*** RECORDS ***

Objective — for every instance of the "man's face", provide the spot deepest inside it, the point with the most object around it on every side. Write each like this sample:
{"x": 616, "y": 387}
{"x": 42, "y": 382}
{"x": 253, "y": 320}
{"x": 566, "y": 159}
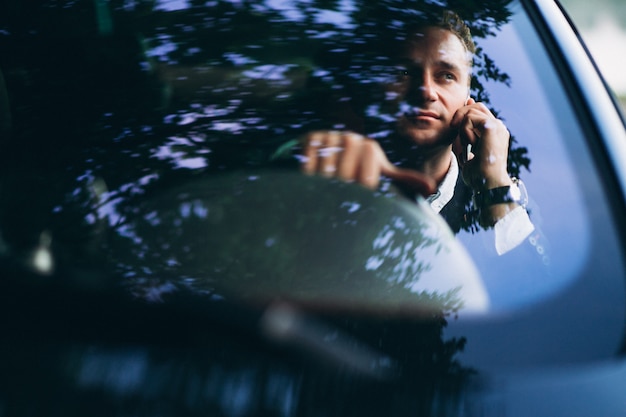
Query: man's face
{"x": 433, "y": 84}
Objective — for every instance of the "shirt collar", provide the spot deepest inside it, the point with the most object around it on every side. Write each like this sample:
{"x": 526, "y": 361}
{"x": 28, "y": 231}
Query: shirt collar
{"x": 445, "y": 192}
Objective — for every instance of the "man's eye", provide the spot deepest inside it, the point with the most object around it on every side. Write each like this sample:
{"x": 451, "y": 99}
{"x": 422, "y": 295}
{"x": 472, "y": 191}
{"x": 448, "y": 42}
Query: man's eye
{"x": 448, "y": 76}
{"x": 404, "y": 74}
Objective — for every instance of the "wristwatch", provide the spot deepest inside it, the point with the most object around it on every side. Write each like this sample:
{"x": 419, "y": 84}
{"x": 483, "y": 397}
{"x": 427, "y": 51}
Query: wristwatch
{"x": 515, "y": 193}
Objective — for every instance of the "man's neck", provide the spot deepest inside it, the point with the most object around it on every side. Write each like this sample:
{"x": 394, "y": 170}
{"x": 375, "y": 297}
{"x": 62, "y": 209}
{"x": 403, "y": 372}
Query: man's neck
{"x": 437, "y": 163}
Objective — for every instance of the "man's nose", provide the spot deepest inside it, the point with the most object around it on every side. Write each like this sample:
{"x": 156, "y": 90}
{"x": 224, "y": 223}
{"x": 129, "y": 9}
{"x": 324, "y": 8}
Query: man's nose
{"x": 423, "y": 88}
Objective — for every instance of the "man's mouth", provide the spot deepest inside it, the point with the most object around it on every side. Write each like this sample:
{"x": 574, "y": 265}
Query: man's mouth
{"x": 419, "y": 115}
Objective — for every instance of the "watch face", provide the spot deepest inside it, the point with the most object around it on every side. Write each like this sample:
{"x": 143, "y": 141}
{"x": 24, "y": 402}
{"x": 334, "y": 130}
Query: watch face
{"x": 519, "y": 192}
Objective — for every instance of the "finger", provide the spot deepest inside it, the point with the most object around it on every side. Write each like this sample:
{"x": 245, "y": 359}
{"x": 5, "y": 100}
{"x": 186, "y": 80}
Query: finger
{"x": 311, "y": 144}
{"x": 348, "y": 162}
{"x": 328, "y": 154}
{"x": 370, "y": 164}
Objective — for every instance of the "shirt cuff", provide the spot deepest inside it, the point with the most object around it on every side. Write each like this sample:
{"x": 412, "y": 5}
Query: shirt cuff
{"x": 512, "y": 230}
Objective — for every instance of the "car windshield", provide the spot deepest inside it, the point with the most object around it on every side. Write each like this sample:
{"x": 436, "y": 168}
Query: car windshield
{"x": 164, "y": 248}
{"x": 159, "y": 141}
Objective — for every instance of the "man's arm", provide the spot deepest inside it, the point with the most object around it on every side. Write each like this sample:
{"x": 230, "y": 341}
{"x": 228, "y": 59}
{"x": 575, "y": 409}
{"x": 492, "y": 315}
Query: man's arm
{"x": 352, "y": 157}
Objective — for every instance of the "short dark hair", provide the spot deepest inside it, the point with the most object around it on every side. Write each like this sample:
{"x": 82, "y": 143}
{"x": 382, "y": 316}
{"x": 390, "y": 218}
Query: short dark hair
{"x": 451, "y": 21}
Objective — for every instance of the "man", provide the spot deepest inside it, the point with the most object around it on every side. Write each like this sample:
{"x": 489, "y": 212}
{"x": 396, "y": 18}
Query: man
{"x": 446, "y": 127}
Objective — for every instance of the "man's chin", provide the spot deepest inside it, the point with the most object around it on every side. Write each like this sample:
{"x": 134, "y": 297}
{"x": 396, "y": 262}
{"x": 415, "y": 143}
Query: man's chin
{"x": 425, "y": 139}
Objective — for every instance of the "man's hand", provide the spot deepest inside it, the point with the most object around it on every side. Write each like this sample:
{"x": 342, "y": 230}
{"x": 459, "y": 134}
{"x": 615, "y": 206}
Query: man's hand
{"x": 486, "y": 166}
{"x": 352, "y": 157}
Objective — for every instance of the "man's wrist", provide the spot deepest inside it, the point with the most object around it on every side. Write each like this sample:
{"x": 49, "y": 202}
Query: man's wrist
{"x": 495, "y": 203}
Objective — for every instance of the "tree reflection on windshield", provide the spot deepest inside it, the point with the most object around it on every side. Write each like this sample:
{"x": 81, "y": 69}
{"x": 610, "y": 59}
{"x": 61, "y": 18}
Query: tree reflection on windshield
{"x": 120, "y": 107}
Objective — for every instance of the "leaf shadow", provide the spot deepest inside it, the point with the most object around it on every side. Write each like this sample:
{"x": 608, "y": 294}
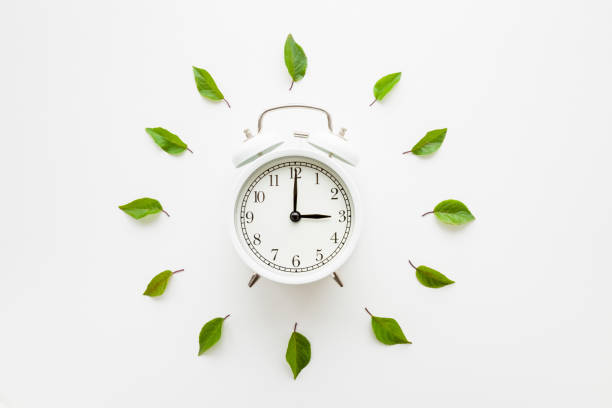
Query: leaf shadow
{"x": 148, "y": 220}
{"x": 453, "y": 229}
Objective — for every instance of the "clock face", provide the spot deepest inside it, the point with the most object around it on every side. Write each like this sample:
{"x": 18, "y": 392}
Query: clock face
{"x": 284, "y": 238}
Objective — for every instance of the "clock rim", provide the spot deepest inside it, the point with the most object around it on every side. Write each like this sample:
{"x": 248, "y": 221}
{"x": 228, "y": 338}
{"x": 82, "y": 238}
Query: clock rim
{"x": 338, "y": 260}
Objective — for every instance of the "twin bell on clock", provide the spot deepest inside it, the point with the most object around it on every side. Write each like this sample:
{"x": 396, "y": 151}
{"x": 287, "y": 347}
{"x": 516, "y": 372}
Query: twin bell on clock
{"x": 296, "y": 216}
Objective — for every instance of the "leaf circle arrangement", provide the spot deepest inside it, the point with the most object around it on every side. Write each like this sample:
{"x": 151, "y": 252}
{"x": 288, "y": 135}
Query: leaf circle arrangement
{"x": 385, "y": 329}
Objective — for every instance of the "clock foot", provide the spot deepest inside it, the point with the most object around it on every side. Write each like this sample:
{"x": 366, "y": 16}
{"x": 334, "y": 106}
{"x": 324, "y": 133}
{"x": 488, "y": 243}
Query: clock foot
{"x": 253, "y": 279}
{"x": 337, "y": 279}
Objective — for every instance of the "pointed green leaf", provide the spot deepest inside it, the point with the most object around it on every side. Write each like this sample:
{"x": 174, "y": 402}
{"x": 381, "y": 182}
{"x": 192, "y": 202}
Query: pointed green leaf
{"x": 167, "y": 140}
{"x": 158, "y": 284}
{"x": 211, "y": 333}
{"x": 295, "y": 59}
{"x": 142, "y": 207}
{"x": 207, "y": 86}
{"x": 298, "y": 352}
{"x": 430, "y": 277}
{"x": 387, "y": 330}
{"x": 453, "y": 212}
{"x": 385, "y": 84}
{"x": 429, "y": 143}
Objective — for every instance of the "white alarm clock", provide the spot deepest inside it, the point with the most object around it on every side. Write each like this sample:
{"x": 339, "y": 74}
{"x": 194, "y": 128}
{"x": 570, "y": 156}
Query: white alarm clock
{"x": 296, "y": 214}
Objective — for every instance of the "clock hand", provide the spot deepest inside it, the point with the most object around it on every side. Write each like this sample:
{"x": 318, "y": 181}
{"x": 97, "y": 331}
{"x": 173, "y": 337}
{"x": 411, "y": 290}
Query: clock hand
{"x": 295, "y": 192}
{"x": 295, "y": 215}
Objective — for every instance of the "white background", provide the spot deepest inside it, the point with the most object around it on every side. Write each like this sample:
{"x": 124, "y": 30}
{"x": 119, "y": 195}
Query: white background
{"x": 524, "y": 89}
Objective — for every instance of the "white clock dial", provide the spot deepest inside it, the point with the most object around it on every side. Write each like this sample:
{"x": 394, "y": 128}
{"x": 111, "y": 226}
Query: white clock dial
{"x": 288, "y": 239}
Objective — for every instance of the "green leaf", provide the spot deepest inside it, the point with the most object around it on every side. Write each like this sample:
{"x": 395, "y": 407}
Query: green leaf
{"x": 211, "y": 333}
{"x": 207, "y": 86}
{"x": 158, "y": 284}
{"x": 298, "y": 352}
{"x": 384, "y": 85}
{"x": 142, "y": 207}
{"x": 387, "y": 330}
{"x": 430, "y": 277}
{"x": 295, "y": 60}
{"x": 429, "y": 143}
{"x": 167, "y": 140}
{"x": 452, "y": 212}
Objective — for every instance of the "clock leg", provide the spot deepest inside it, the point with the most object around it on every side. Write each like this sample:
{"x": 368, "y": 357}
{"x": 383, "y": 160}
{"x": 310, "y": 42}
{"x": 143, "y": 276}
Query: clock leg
{"x": 253, "y": 279}
{"x": 337, "y": 279}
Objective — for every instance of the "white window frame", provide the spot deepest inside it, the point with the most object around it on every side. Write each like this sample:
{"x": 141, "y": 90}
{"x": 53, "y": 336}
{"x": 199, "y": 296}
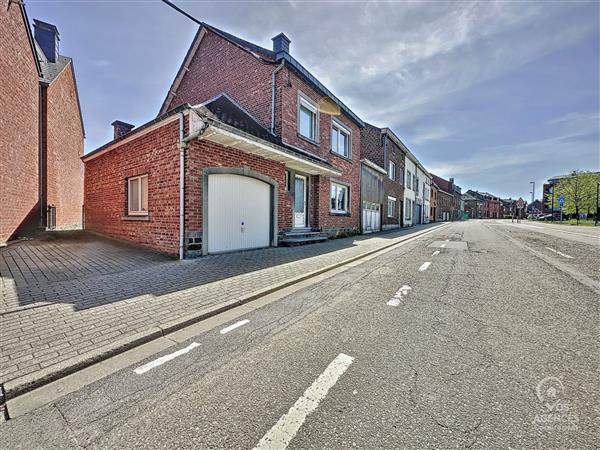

***

§ **EXERCISE TASK**: Gather every line of the material above that contains the string "wristwatch". Case counts.

§ **SOLUTION TO THIS PROBLEM**:
Objective — for every instance of the "wristwatch", provide the spot deepest inside it, the point with the most object around it on every side. Write each like this sample:
Query: wristwatch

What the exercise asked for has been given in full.